> **Tasks to perform**
1/ In the interview below, why does William Harris want clients to spend at least $100,000 a month? Answer in one to three sentences.
2/ Answer these questions on the interview below:
(a) Which e-commerce platform does William Harris call the perfect fit?
(b) What is the separate program for smaller companies called?
(c) What does Harris say the agency most needs to focus on for brands that are stuck in the catalog days?

> **Reading passage**

------------------------------

So when we look at who is a perfect fit for you, one, the company has product market fit. You mentioned it, you know, with the Snell Golf that they had the inventory, infrastructure capabilities figured out. And for some, there may be gaps, you see some gaps in their marketing, what else is a checkmark that would be that you look for it’s a perfect fit for you as a client. Yeah,

William Harris 28:44

perfect fit is gonna be on Shopify, we do have clients that are on Magento, we have clients that are on you, like other other versions of e-commerce, but for us perfect fit is Shopify, there’s just so many reports that we have built out very, very nicely for the Shopify infrastructure that that I like. But otherwise, none of those other things are going to take us away from what we think is is a worthwhile client. Ideal Client size, spending at least $100,000 a month, only because the level of what we’re going to do within their ads account works significantly better if they have, like data to play with where, you know, I think I told you about the one client where we can show that there’s a difference in profit month over month from them coming with us of $800,000. I’ve got a couple more over here that I’m literally looking at where it was like $437,000, literally within one month of profit change. And so those are the ones where we’d say we are putting our resources to the best use to help companies in that environment because I don’t think I gotta look at this. Again, I don’t think there’s a single person on our team that has less than five years experience. The majority have, you know, close to 10 or 10 plus years experience coming from big, big agencies. We brought in, you know, the best of the best and so we want to Put these on accounts that we think we can make significant massive impact for in a very short amount of time. If we’re bringing on a company that’s maybe only spending $10,000 a month, we can make a big impact for them. But they usually aren’t going to be able to ramp up their inventory production accordingly. And things like that, there’s just a lot that they haven’t figured out. That doesn’t mean we don’t like them, we have a whole separate program for them called our accelerator program. We like them still, because those are the ones that are fun, where you get them in here and you say, nobody knows who they are. Nobody maybe even necessarily wants to work with them. But we want to take a shot at seeing what if, what if they could be the next, you know, snow, golf, liquid death, whomever? Let’s, let’s give this a shot. So we love bringing them in here and seeing you know, what can we do with them?

Jeremy Weisz 30:44

Do you have cases where someone isn’t spending like 100,000? And is paying much less to cut, but they’re in retail, but they’re spending a lot in general? So they have the infrastructure? But maybe they haven’t turned on the ads yet at all? Or is that less common?

William Harris 31:00

Yeah, so that was probably a big thing that happened over the last two years, right? A lot of that happened as a result of COVID, where there are a lot of businesses that had next to nothing going on online right now. But all of a sudden, they’re not getting the sales that they wanted to in the stores, department stores weren’t buying what they used to buy and things like that. And so they said, We got to figure this out. So we do have a couple of clients, I can’t name their names right now. But the one is also in the Gulf space as well. And there’s a number of brands that we were able to bring on, essentially from nothing, right, where they had almost no e-commerce sales at all, to scaling quite nice. But I think the one brand that I’m thinking of in the Gulf side, I believe, as of January this year, they are officially completely out of all of the wholesale side of business, they’ve gone fully into e-commerce, I wouldn’t recommend that as for most brands, I actually think that the right amount is a blend of both. But that was just where they were seeing the best profit and growth. And so they just went all in on that. The thing that’s fun with those brands, is because they have the inventory, because they already have some recognition, you can usually get like an instant, an instant win for them, which is really nice. Where it gets tricky for them though is, a lot of times they’re still stuck in like the catalog days, not necessarily in terms of you no actual catalogs, but they’re stuck in like the marketing that they have around this can sometimes be very generic product descriptions, some very basic images, they don’t have any UGC built out, there’s just a big lack of, let’s say content ready for us to use for ads. And so for them, the biggest thing that we end up having to focus on is we need to really start generating a lot more creative assets that we could use for the ads to test things out. Because they’re missing those things that are just the least clear differentiators from like a normal D to C type approach.

------------------------------

> **Supplied material**
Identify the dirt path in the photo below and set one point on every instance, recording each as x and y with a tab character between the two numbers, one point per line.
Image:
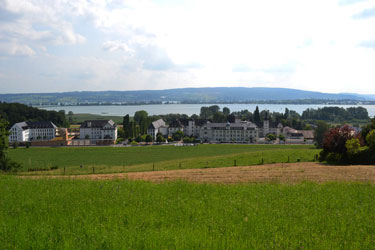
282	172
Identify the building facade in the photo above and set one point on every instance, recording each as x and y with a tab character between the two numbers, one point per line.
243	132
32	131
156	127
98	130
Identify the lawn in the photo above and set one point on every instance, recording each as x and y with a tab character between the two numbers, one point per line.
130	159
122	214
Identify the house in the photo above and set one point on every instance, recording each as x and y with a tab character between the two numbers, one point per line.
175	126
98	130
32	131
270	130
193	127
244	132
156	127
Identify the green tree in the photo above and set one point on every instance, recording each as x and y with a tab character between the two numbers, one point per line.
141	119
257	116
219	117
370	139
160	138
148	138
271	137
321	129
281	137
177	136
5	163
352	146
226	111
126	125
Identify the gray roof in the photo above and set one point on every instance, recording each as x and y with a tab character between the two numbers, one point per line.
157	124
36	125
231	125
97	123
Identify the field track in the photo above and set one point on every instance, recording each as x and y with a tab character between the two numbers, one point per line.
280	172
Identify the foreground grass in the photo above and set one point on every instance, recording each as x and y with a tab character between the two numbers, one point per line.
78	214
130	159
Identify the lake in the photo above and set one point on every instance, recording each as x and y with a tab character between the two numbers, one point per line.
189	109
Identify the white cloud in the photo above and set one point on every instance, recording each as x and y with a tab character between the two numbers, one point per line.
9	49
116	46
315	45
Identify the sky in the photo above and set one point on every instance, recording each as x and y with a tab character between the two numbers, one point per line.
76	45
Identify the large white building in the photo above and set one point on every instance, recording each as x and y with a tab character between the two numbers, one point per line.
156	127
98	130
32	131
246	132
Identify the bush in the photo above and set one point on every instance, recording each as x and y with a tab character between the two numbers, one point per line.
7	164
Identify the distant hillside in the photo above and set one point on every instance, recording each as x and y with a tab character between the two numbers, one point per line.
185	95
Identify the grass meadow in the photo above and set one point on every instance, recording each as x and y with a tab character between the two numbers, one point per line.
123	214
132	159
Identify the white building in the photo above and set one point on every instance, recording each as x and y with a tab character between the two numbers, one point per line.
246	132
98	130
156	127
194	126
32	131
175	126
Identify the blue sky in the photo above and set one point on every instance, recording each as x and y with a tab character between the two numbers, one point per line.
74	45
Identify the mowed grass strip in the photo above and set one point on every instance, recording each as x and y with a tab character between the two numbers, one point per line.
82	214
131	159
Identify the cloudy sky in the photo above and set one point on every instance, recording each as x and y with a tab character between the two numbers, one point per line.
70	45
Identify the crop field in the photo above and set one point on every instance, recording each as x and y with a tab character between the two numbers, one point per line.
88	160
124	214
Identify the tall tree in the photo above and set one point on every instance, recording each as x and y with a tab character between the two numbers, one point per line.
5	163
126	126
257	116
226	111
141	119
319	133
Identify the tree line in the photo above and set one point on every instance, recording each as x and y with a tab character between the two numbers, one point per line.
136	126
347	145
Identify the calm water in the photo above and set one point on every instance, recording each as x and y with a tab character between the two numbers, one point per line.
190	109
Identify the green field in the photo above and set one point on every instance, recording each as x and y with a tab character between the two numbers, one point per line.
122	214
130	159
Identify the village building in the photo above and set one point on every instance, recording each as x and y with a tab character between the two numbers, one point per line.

------------------------------

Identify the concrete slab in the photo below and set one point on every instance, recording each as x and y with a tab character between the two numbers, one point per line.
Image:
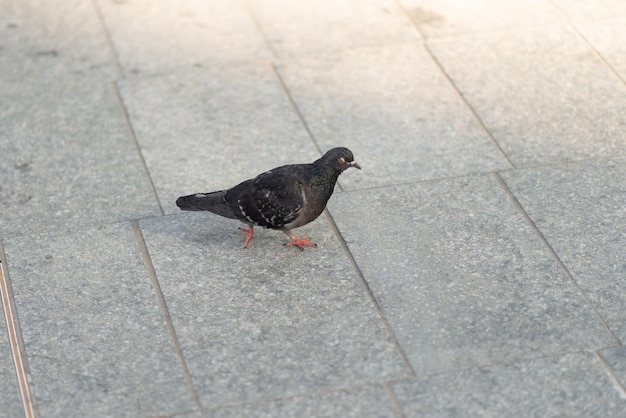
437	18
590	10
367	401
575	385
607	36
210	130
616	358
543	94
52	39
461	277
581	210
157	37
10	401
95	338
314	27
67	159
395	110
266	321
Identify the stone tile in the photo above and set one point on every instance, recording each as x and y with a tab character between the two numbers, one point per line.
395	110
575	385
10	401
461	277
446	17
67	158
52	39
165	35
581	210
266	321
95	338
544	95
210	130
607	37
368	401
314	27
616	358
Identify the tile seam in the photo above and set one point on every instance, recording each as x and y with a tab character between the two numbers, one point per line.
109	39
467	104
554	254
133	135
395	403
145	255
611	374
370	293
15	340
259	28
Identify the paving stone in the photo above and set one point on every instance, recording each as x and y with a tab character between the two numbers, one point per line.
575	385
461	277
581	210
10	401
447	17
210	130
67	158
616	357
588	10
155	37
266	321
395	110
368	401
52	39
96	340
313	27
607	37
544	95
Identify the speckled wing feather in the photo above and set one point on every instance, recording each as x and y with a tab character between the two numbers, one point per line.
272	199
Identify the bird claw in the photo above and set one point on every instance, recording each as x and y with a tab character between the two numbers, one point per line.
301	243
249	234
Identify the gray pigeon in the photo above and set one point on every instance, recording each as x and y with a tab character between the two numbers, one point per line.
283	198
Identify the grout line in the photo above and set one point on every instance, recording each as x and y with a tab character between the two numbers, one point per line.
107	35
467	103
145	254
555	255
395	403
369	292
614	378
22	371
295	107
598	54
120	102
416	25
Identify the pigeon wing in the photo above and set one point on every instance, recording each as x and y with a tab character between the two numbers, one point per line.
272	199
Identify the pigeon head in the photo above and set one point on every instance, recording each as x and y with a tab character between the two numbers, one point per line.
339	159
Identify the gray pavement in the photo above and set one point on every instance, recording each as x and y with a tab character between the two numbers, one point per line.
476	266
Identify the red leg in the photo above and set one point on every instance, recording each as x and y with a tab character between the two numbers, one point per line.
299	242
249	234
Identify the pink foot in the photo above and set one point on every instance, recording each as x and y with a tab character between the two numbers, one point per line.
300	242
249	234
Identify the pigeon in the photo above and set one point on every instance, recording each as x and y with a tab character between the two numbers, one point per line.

------------------------------

> **Answers to this exercise**
1/ The agency's work inside a client's ads account works significantly better when the client has data to play with. Harris also says that clients of that size are where the agency puts its resources to the best use, because it wants its experienced team on accounts where it can make a significant impact in a very short time.

2/
(a) Shopify.
(b) The accelerator program.
(c) Generating many more creative assets it can use in ads to test things out.